Pasaje dado:

Hace dos años ya que don Juan se deshizo de la casa de
Madrid para vivir en Navaltizón. Como Navaltizón está en el término, se
avecindó en Argamasilla de Alba. Esta mañana bien temprano fue a votar y se
vino enseguida para Almagro. Un quisquilloso le lanza un ligero reproche:
—Se parece usted a los de Unidas Izquierda Unida Podemos de
Almagro.
—¿Por qué?
—Porque poco tiene que ver usted con Argamasilla.
—Es cierto que no tengo casi nada que ver con Argamasilla:
de hecho el otro día me costó encontrar la mesa electoral. Ahora bien, allí
pago impuestos, visito de cuando en cuando la iglesia y la cueva de Medrano y
me afectan bastante las decisiones que se tomen en el ayuntamiento. En cambio,
estos del nombre kilométrico…
—Ejercen un derecho.
—Nadie lo niega, pero hacen trampa. En determinadas
circunstancias extraordinarias —acordémonos de los años
de plomo en el País vasco— quizá
estén justificadas candidaturas así; en esta, no.
—Sabe usted que las elecciones son periodo propicio para
excentricidades.
—Desde luego: no hay más que mirar algunas candidaturas y
candidatos: el que quiere reconstruir el alcázar de Ciudad Real para hacerlo
ayuntamiento; la empresa que, sin ocultar su condición de empresa, se presenta
a las Cortes Regionales; estos fantasmas
de Almagro; otros fantasmas en
Ruidera; multitud de friquis en las
elecciones europeas…
—Que florezcan mil
flores —dice el culto.
—O más. La libertad es sagrada; la vanidad exuberante; los
intereses numerosísimos… Afortunadamente, luego, los electores ponen a cada uno
en su sitio.
—No siempre. A veces da la sensación de que los electores premian
al exagerado, al demagogo, al turbio.

Datos proporcionados:
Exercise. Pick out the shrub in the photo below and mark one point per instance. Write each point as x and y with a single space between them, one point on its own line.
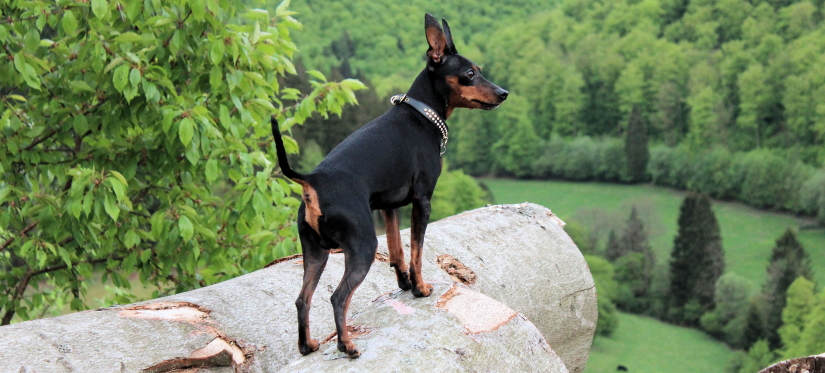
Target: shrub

Tarea solicitada:
Prosigue el diálogo sobre las candidaturas electorales de Almagro a partir de su última frase. Los datos no intervienen en esto.

Respuesta:
—Es inevitable. Los electores de uno en uno y el electorado
en conjunto no son entidades angelicales, razonables, ecuánimes, sino
veleidosas, antojadizas, inconscientes… Qué se le va a hacer. Por eso es bueno
que pueda votar todo el mundo; los demócratas somos optimistas —ingenuos, si
usted quiere—: estamos convencidos de que el resultado de unas elecciones puede
ser el mejor aunque las piezas que lo formen sean frívolas y caprichosas.
—Ingenuos, efectivamente —constata el cínico por lo bajo.
—Ahora bien —matiza don Juan—: una cosa son los votantes, a quienes
les está permitido el lujo de la irreflexión, y otra bien distinta los que
aspiran a ser elegidos. Estos deberían contemplarse en el espejo antes de salir
a la palestra; y, una vez que están en ella, comportarse civilizadamente. Sobre
todo si tienen verdaderas posibilidades de alcanzar su objetivo.
—¿Qué quiere decir?
—Que los candidatos deberían esforzarse por seducir a los
mejores ciudadanos, no por halagar a los peores.
—Don Juan, precise un poco, por favor.
—Habrán oído ustedes a un candidato de Vox referirse a las feministas feas.
—Algunas lo son —murmura alguien.
Don Juan disimula, pero recoge el guante:
—El voxeador,
acaso sin saberlo, no estaba discriminando entre unas feministas feas y otras
bellas: el adjetivo, pese a la posición, es epíteto. Es decir, para este buen
hombre todas las feministas, por el mero hecho de serlo, son feas sin que se
precise averiguación ninguna.
—Don Juan, que el candidato tendrá ojos.
—Naturalmente. Pero todos los ojos ven —o sea, clasifican lo
visto— según categorías aprendidas. El que tilda de feas a las feministas parte
de una categoría de mujer que excluye completamente la posibilidad —no ya el
afán— de que las mujeres aspiren a una vida propiamente suya, libre, ajena a
los papeles que tradicionalmente les ha venido asignando el varón —o la
sociedad patriarcal o como quieran decirlo—. La mujer sumisa es bella; la mujer
que pretende ser libre es una aberración inconcebible, monstruosa: la suma
fealdad.
—¿Quiere decir, don Juan, que la palabra fea en labios de este individuo no
pertenece a lo estético?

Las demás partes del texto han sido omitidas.